Brief 1.
Answer these questions using the passage on the Lagrangian cloud model:
(a) In the LCM, what do the Lagrangian particles represent?
(b) What term is used for the number of particles in the ensemble that a super-droplet stands for?
(c) Who used the concept of weighting factors and super-droplets with LES for ice clouds?
Brief 2. Continue the passage on the Lagrangian cloud model from its last sentence.

The LCM is based on the formulation of the LPM (Sect. lagrangian particle model). For the LCM, however, the Lagrangian particles are representing droplets and aerosols. The droplet advection and sedimentation is given by the Eqs. for dup,i / dt and τp-1 in Sect. formulation of the LPM with ρp,0 = ρl,0. At present it is computationally not feasible to simulate a realistic amount of particles. A single Lagrangian particle thus represents an ensemble of identical particles (i.e., same radius, velocity, mass of solute aerosol) and is referred to as "super-droplet". The number of particles in this ensemble is referred to as the "weighting factor". For example, ql of a certain LES grid volume results from all Lagrangian particles located therein considering their individual weighting factor An:

\begin{align*}
q_\mathrm{l} = \frac{4/3\,\pi
    \rho_{\mathrm{l},0}}{\rho_0\Delta
    V}\,\sum\limits_{n=1}^{N_\mathrm{p}} A_n r_n^3,
\end{align*}

with Np being the number of particles inside the grid volume of size ΔV, and rn being the radius of the particle. The concept of weighting factors and super-droplets in combination with LES has been also used similarly by Andrejczuk et al. (2208) and Shima et al. (2009) for warm clouds, as well as by Sölch and Kärcher (2010) for ice clouds.

Items.
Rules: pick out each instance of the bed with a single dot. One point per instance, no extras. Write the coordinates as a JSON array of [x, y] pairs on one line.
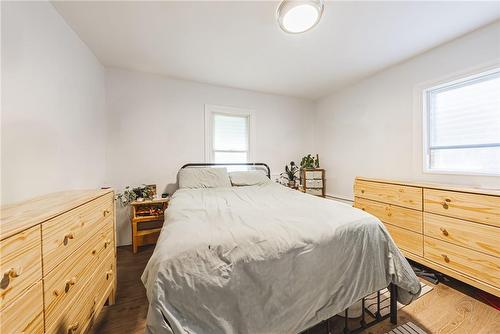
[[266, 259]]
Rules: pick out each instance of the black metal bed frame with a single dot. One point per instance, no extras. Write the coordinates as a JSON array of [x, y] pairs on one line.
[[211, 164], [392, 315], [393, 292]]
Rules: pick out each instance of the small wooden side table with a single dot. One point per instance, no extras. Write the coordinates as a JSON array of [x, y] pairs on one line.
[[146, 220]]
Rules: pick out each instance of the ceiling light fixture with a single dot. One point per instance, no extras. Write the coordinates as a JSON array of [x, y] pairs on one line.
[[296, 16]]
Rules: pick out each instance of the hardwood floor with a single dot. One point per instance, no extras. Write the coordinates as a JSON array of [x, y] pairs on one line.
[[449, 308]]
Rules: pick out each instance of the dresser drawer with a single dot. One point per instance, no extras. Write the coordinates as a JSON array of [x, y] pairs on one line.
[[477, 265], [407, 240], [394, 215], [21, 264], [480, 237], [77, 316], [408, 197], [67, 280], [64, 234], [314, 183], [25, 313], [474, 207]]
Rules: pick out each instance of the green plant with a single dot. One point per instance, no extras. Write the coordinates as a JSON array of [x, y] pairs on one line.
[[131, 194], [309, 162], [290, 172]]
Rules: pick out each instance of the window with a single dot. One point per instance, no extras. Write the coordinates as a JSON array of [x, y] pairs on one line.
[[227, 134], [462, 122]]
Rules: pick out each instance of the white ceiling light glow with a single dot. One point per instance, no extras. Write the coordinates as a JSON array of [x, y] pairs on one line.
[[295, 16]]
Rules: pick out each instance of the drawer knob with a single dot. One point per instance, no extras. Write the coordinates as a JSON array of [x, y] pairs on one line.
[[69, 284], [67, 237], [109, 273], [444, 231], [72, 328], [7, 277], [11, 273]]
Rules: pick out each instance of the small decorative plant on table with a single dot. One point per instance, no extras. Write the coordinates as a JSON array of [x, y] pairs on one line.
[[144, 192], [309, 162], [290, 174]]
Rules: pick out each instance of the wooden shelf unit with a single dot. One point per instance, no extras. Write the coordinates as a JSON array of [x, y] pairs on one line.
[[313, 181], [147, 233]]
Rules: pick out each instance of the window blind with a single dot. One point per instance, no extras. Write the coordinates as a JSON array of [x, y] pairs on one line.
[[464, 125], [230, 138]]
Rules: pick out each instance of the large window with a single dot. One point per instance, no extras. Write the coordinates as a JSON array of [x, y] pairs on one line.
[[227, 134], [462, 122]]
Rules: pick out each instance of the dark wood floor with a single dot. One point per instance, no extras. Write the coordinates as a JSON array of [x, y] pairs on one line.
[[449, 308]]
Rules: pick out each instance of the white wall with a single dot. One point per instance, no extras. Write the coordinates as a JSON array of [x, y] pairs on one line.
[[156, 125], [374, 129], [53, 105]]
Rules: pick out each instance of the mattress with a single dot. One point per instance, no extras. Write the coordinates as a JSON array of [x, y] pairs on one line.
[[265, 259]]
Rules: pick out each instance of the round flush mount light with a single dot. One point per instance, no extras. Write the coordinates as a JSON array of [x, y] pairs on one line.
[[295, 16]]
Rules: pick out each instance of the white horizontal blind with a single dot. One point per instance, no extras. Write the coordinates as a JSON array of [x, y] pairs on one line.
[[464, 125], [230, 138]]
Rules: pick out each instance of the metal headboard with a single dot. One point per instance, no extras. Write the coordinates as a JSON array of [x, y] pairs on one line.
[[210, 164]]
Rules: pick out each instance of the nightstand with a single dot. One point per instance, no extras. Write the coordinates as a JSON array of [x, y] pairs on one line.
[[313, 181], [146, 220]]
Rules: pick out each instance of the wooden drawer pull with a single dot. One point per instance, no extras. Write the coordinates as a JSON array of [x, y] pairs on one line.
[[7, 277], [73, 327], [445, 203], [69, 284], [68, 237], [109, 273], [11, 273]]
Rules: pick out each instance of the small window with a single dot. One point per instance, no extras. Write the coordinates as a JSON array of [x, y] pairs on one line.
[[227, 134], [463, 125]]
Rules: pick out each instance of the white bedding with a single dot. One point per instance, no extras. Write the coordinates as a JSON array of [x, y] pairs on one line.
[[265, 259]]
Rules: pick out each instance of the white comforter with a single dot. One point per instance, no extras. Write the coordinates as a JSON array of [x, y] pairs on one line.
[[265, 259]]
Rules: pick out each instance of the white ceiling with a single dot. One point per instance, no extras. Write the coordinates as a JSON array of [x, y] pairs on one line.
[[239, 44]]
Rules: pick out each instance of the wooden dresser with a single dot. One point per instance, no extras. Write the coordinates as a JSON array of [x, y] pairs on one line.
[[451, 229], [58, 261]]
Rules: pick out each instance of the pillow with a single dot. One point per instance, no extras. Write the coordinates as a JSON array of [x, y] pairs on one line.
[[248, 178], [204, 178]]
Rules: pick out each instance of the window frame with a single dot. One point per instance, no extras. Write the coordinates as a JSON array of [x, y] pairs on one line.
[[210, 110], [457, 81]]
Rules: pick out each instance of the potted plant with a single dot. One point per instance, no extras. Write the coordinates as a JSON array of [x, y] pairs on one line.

Exercise output 1.
(a) Droplets and aerosols.
(b) The "weighting factor."
(c) Sölch and Kärcher (2010).

Exercise output 2.
Diffusional growth

The growth of a particle by diffusion of water vapor, i.e., condensation and evaporation, is described by

\begin{align*}
  r \frac{\mathrm{d}r}{\mathrm{d}t} = \frac{f_\mathrm{v}}{F_\mathrm{D} + F_\mathrm{k}}
  \left(S - S_{\text{eq}} \right),
\end{align*}

with the coefficients

\begin{align*}
   F_\mathrm{D} =\frac{R_\mathrm{v}T}{K_\mathrm{v}p_\text{v,
      s}(T)}\,\rho_{\mathrm{l},0}~\text{and~}\,F_\mathrm{k} =
  \left(\frac{L_\mathrm{V}}{R_\mathrm{v} T}-1\right)
  \frac{L_\mathrm{V}}{\lambda_\mathrm{h},T}\,\rho_{\mathrm{l},0},
\end{align*}

depending primarily on the diffusion of water vapor in air and heat conductivity of air, respectively. fv is the ventilation factor, which accounts for the increased diffusion of water vapor, particularly the accelerated evaporation of large drops precipitating from a cloud (e.g., Pruppacher and Klett, 1997, Chap. 13.2.3):

\begin{align*}
  & f_\mathrm{v} = \begin{cases}
    1 + 0.09 \cdot {Re}_\mathrm{p} & \text{for~} \quad {Re}_\mathrm{p} < 2.5,\\
    0.78 + 0.28 \cdot\,{Re}_\mathrm{p}^{0.5} & \text{otherwise}.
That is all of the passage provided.